[Requirement]
In the copy, include no pictures, but reproduce every record exactly.

[Dataset excerpts]
···
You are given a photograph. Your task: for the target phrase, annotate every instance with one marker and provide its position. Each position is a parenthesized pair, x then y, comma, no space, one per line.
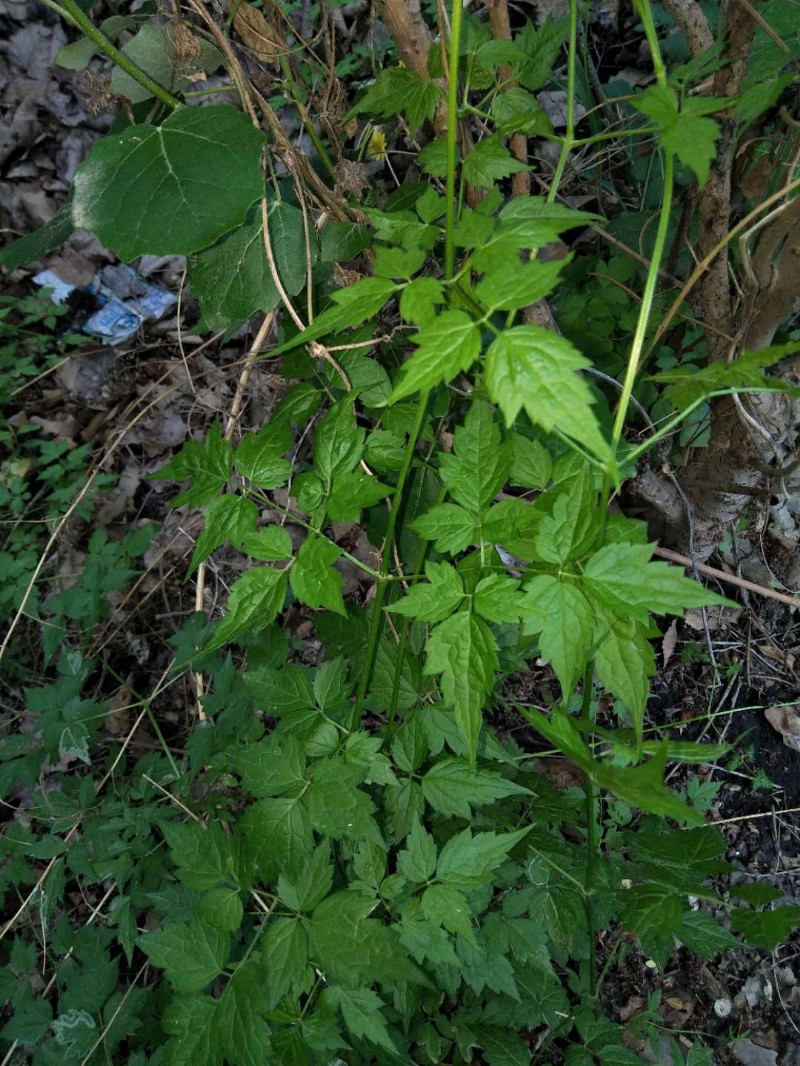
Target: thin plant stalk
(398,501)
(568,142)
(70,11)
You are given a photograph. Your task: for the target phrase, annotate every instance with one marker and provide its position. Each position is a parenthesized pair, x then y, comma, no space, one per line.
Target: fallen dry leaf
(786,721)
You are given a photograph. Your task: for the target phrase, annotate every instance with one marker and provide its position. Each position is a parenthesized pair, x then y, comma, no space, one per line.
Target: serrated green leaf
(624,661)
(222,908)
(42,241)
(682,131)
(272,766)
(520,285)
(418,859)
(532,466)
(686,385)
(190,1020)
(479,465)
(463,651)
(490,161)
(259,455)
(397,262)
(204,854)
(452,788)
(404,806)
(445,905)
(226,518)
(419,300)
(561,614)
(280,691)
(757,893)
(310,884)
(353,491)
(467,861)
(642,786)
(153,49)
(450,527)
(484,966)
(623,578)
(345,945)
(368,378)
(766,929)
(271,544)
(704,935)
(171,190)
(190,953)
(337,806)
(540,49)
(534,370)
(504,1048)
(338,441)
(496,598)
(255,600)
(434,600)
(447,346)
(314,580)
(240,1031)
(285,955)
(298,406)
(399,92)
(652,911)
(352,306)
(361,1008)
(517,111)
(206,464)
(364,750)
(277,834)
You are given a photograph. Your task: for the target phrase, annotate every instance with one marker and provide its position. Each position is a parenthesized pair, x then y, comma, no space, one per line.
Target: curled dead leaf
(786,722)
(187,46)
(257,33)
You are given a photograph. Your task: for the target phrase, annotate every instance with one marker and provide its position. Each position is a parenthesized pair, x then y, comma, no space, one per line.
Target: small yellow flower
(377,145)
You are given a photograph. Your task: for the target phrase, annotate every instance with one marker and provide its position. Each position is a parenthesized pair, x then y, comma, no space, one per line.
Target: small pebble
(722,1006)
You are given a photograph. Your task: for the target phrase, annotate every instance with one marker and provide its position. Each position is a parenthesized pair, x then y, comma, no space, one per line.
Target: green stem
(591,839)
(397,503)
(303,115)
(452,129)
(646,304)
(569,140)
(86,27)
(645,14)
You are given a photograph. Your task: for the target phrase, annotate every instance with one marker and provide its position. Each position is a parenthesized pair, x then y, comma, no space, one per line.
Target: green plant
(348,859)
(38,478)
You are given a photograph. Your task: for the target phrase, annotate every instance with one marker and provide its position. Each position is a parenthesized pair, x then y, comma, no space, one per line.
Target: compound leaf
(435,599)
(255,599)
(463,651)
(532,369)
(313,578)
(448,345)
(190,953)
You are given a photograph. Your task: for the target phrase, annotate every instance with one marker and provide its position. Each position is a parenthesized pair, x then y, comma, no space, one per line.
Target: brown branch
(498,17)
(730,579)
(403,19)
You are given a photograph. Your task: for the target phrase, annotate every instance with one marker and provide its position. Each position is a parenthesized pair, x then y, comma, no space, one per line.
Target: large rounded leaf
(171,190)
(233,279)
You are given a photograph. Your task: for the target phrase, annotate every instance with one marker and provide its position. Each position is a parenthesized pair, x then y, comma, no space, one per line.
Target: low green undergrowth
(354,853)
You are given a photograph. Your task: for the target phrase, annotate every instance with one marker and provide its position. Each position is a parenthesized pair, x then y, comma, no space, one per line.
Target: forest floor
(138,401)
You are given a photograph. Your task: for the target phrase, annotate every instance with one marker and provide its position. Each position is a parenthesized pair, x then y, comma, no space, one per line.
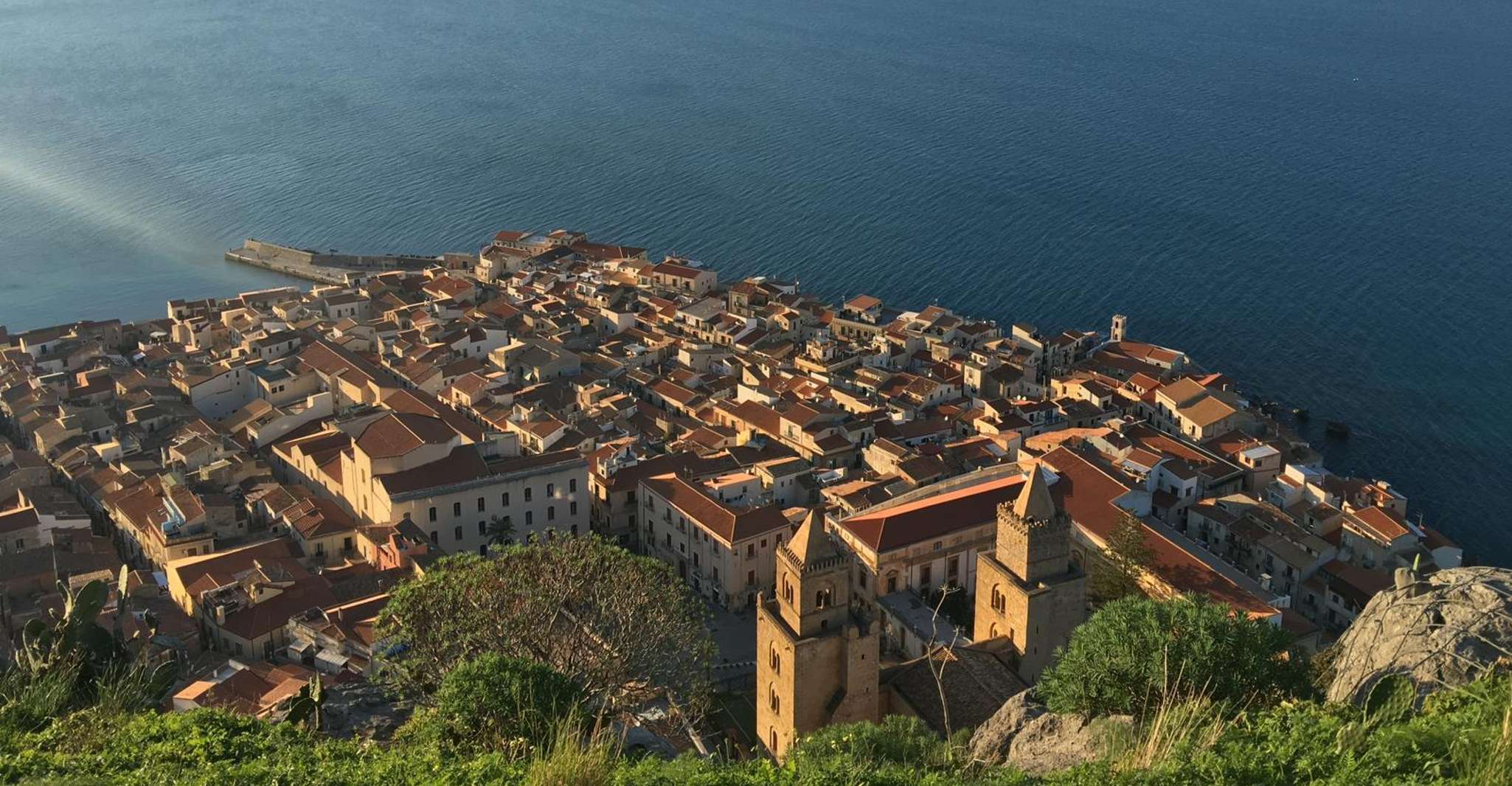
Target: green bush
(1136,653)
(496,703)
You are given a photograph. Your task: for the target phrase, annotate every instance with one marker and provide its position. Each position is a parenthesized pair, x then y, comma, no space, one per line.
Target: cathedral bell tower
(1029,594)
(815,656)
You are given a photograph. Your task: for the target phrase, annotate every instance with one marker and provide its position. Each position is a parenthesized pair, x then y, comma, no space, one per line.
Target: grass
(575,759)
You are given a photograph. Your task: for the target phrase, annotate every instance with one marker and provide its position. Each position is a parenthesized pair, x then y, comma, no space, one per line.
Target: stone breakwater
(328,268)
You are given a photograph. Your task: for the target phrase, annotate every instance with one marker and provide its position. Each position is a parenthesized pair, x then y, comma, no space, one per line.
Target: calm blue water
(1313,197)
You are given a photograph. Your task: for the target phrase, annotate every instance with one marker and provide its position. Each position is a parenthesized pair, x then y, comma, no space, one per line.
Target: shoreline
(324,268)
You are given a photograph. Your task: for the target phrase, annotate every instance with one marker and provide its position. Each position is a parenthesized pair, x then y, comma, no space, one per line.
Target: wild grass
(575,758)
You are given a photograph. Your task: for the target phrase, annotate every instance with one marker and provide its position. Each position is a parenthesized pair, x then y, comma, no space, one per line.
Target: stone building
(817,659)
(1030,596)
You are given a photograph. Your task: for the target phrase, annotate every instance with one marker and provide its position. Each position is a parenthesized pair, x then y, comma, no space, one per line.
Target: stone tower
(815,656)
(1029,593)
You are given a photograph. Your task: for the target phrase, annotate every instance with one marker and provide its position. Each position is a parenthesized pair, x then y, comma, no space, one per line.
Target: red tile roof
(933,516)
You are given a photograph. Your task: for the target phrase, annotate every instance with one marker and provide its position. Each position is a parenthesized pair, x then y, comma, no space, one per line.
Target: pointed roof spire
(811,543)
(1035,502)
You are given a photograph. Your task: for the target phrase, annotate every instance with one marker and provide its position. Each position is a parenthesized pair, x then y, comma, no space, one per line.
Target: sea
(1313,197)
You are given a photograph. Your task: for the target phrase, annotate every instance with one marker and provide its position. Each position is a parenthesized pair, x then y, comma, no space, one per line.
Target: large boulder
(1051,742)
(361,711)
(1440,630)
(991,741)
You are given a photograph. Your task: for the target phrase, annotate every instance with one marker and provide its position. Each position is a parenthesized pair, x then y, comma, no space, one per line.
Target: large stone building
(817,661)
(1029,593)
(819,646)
···
[Result]
You are given a photograph. Your task: for the target phrase, annotate every instance with one marker and provide its position. Each position is a parenthesized pair, x then y, comma, no space, one per line.
Target: thin plant stalk
(398,501)
(568,142)
(70,11)
You are given a photograph. Your task: for the target phrase, annotate every instance with one marker and provide its position. Each position is a parenthesized pair, x then y, comma, no space, one per line.
Target: fallen dry leaf
(786,721)
You are given a photograph. Your task: for the target phrase, annotate every instance with one marker and provide its position. Each position is a parenthesized pair, x then y, comma, no space, one per line.
Target: serrated green leaf
(624,661)
(222,908)
(42,241)
(682,131)
(272,766)
(520,285)
(418,859)
(532,466)
(686,385)
(190,1020)
(479,465)
(463,651)
(490,161)
(259,455)
(397,262)
(204,854)
(452,788)
(404,806)
(445,905)
(226,518)
(419,300)
(561,614)
(280,691)
(757,893)
(310,884)
(353,491)
(467,861)
(642,786)
(153,49)
(450,527)
(484,966)
(623,578)
(345,945)
(368,378)
(766,929)
(271,544)
(704,935)
(171,190)
(190,953)
(337,806)
(540,49)
(534,370)
(504,1048)
(338,441)
(496,598)
(255,600)
(434,600)
(447,346)
(314,580)
(240,1031)
(285,955)
(298,406)
(399,92)
(652,911)
(352,306)
(361,1008)
(517,111)
(206,464)
(364,750)
(277,834)
You are given a photograph. Your task: for the target phrase, annotate every instance with one marker and provide its position. Each position is a parenthesized pair, x then y, comma, no space, one per line.
Target: curled dead leaf
(786,722)
(187,46)
(257,33)
You are given a photograph. Your task: for the target phrase, annotate every instance with one marker and provide its position. Each position is a parenthesized pair, x then y, comma, no space, one per line.
Target: small yellow flower
(377,145)
You are given a photograph. Your task: for the target phrase, annotate every instance with one marker and provide its position. Each position is a parenthesized pair, x then y, comma, no space, one per line.
Target: small pebble
(722,1006)
You are given a photograph. Your task: for the target phrase, annotate every instance with one marker and provide its position. Each position is a parenthesized pair, x then y, comma, no space, one per line.
Target: green stem
(591,839)
(397,503)
(303,115)
(452,129)
(646,304)
(569,140)
(86,27)
(645,14)
You are given a photograph. Your task: for the target phrase, annotate every instance with one marker and provide its position. Each position is a parenthesized pair, x then y, comma, no space, one per line.
Target: green plant
(348,859)
(38,478)
You are given a photograph. Your task: for the target phrase, annotate every instance with one marker and provide its position. Each position is a parenthesized pair, x then y, comma, no space, one per line.
Target: compound leaf
(435,599)
(255,599)
(463,651)
(532,369)
(313,578)
(448,345)
(190,953)
You are given a photograph. Your task: for the target phrase, annotate every instance with one marker and provide its position. Each position is a parenthesized pair, x then y, comma, no space, one per line.
Target: brown branch
(498,17)
(730,579)
(403,19)
You are given a photograph. Your task: for the target phrase, annotate every instance with one marker and provide its position. Each position is a parenthesized pair, x then y, comma, no space, one per line.
Target: large rounded leaf
(171,190)
(233,279)
You are given a photograph. Your task: for the target phrase, annotate every instance with one marker and provide its position. Each position is a parenthesized pair, x then y, comma, no space, one per line.
Target: low green undergrowth
(354,853)
You are given a photograph. Your task: for the target phrase, annotate every instance with one marker and provide its position. Each position is a parenthesized pair, x then y, comma, no space, one per line.
Target: forest floor
(138,401)
You are given a photograph. Your task: for the target phrase, annotate every instance with one marker and provide its position. Each position is a parenthesized pair, x then y, comma, no space, one per line.
Target: green bush
(1136,653)
(496,703)
You are given a photograph. Your task: for the target phrase, annotate every instance with one marker and provide its position. Each position is a parenthesized pair, x then y, comma, no space, one per line.
Target: cathedral bell tower
(1029,594)
(815,656)
You are given a photograph. Your task: for the target phrase, annotate every instance with one marker and provide its position. Each position is a parenthesized pair, x then y, comma, no space, one per line.
Target: grass
(575,759)
You are given a photograph. Your task: for the target phrase, annotate every instance with one marker and provide its position. Each position is a parenthesized pair, x then y, comma, no space, one per line.
Target: stone breakwater
(328,268)
You are given a photograph. Your task: for the target phrase, annotate every instance with one marker and provide its position. Each position is a parenthesized pair, x then y, comma, no space, one per line.
Target: calm blue water
(1313,197)
You are given a photograph. Your task: for the target phrase, annotate every instance with one marker and provide its position. Each position is a parenthesized pair, x then y, comma, no space, one per line.
Target: shoreline
(324,268)
You are given a photograph. Your task: for the target phrase, annotate every instance with one marker and provide its position. Each position is a parenthesized pair, x then y, comma, no space, one per line.
Target: wild grass
(575,758)
You are given a photograph. Your task: for the target phrase, annotate every instance with one marker and provide its position. Each position is a parenthesized pair, x then y, comma, no space, one per line.
Target: stone building
(817,659)
(1030,596)
You are given a photograph. Your task: for the target phrase, annotate every instance with one marker and provide its position. Each position is a parenthesized pair, x then y, comma, no space, one per line.
Target: stone tower
(815,656)
(1029,593)
You are given a photograph. Your task: for the target phrase, annotate every instance with one marker and provide its position. Each position is a parenthesized pair, x then y, comma, no space, one per line.
Target: red tile roof
(933,516)
You are given a photograph. Your task: for the target phrase, annotate every instance with one marker and provide its position. Each position is a parenthesized pair, x then y, comma, no space, one per line.
Target: pointed roof spire
(811,543)
(1035,502)
You are given a photograph. Your task: for the target phrase, annotate every instance with one marker and provide its position. Each position is a parenthesized pair, x then y, comma, no space, one per line.
Target: sea
(1313,197)
You are given a photograph. Your task: for the target phrase, annotate every instance with one marker and provide its position. Each position is a parenthesized pair, x then y, comma, no space, one per line.
Target: large boulder
(1051,742)
(361,711)
(1440,630)
(991,741)
You are given a photograph. Your task: for the target phrase, annotate every instance with one marker and provide its position. Each position is a parenthesized pair, x then y, comma, no space, one per line.
Target: large stone building
(817,661)
(1029,593)
(819,646)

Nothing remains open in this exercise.